# [Task brief]
Each entry needs to be repeated exactly, with nothing added or removed.

# [Data records]
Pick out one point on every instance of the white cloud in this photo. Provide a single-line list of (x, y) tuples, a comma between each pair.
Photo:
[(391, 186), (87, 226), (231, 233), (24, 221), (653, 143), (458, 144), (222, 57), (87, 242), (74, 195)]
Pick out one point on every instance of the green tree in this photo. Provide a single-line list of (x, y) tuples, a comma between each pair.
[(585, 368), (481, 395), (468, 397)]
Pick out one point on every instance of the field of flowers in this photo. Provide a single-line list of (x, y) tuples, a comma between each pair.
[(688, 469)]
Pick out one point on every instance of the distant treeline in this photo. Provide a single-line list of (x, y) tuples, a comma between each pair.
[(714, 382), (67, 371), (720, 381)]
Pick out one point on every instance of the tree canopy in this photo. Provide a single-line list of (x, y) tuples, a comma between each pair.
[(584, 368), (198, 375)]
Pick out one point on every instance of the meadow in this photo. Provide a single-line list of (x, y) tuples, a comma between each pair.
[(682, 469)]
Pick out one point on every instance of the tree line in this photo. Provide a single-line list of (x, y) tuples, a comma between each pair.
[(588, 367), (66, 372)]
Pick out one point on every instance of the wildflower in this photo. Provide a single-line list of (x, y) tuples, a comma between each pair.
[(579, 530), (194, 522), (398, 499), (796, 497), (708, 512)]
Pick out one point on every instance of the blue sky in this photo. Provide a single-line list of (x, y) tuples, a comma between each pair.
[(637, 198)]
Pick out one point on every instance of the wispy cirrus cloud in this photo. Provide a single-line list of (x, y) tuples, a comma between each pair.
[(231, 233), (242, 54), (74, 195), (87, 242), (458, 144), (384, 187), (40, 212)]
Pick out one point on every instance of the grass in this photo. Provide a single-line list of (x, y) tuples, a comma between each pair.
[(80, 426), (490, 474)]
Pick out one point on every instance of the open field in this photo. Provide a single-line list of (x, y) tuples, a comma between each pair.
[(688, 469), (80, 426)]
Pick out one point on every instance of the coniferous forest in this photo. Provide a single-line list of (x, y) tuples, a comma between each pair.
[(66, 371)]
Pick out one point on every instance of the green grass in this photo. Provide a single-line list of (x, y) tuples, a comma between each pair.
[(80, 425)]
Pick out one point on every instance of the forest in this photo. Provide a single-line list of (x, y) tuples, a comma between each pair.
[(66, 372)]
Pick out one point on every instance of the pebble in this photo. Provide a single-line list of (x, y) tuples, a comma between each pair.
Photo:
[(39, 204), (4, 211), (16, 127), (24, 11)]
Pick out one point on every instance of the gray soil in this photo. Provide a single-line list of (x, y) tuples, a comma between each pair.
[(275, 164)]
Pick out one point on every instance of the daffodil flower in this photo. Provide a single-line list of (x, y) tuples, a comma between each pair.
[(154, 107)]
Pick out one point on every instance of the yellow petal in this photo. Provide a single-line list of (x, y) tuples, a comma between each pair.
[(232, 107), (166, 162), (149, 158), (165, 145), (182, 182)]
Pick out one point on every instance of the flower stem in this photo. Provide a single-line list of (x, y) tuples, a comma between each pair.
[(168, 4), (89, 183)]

# [Exercise solution]
Pick out one point on every instance of the white cloud in this photo. Provide a single-line list of (x, y) tuples, a comma between each pair.
Photo:
[(391, 186), (87, 226), (231, 233), (24, 221), (653, 143), (458, 144), (222, 57), (87, 242), (74, 195)]
Pick out one point on every instance of the green tree in this photo. Provide a single-line list of (x, y) tuples, a comma between each pair.
[(585, 368), (481, 395), (468, 397)]
Pick out one point on every instance of the field of flowers in this photo. Provide a single-line list of (x, y) tuples, a comma between each pair.
[(688, 469)]
Pick out one point on every instance of the distant treeline in this photo. Provide a single-line list of (x, y) tuples, a comma between each pair.
[(714, 382), (67, 371), (720, 381)]
Pick out one point on every instance of the tree canopy in this photo. Provide a single-line list of (x, y) tuples, a comma between each pair.
[(584, 368), (198, 375)]
Pick out one point on every instance of the meadow in this photo. Provide a single-line list of (x, y) tuples, a comma between each pair.
[(682, 469)]
Pick out one point on every instance of the tree line in this photo. Provide a single-line list of (x, y) tuples, a comma between each pair.
[(588, 367), (66, 372)]
Pick out one point on every instance of the wildflower in this photo. Provide a single-line list of (x, y) tuples, a comma between each pair.
[(579, 530), (194, 522), (398, 499), (796, 497), (708, 512)]
Pick out one point on every instance of the blue sky in this photo. Provide a single-line list of (x, y) tuples, a comma between each pair.
[(637, 198)]
Pick out one point on every instance of the wispy cirrus cloud in this photo. Provide a single-line list of (x, y) tuples, a comma between each pair.
[(231, 233), (242, 54), (74, 195), (87, 242), (458, 144), (384, 187), (40, 212)]
Pick out one point on every instance of the grass in this photo. Provide a single-line list of (x, y) tuples, a comma between each pair.
[(80, 426), (490, 474)]
Pick out one point on every instance of the open field in this photo. Provide a single-line list of (x, y) tuples, a comma between each pair.
[(688, 469), (80, 426)]
Pick out one point on every instance of the coniferous forest in this photo. Provide a single-line list of (x, y) tuples, a comma between each pair.
[(66, 371)]
Pick out one point on every instance of the green grass in this photo. Provide a single-line list of (x, y) tuples, a comma between each pair.
[(80, 425)]
Pick out one point on every instance of the forest in this photo. Provide a single-line list of (x, y) tuples, a comma between each pair.
[(66, 372)]
Pick out one point on every instance of the pebble in this photo. Provide a single-line list of (x, y) tuples, a comma between each pair.
Photo:
[(39, 204), (4, 211), (16, 127), (24, 11)]
Pick out one point on every instance of the gray soil in this photo. Provide a single-line list of (x, y) tuples, a comma between each pair.
[(275, 164)]
Pick out one point on every instance of the daffodil flower in this photo. Provide a single-line list of (x, y) tuples, a comma between each pair.
[(154, 107)]
Pick out one point on every instance of the yellow petal in this photo. Provide a single-line list of (x, y) tuples, a comma between each pair.
[(232, 107), (166, 162), (149, 158), (165, 145), (182, 182)]
Pick out one point on every instance of the flower stem in this photo. Provide a single-line list of (x, y) tuples, a comma between each pair.
[(168, 4), (89, 183)]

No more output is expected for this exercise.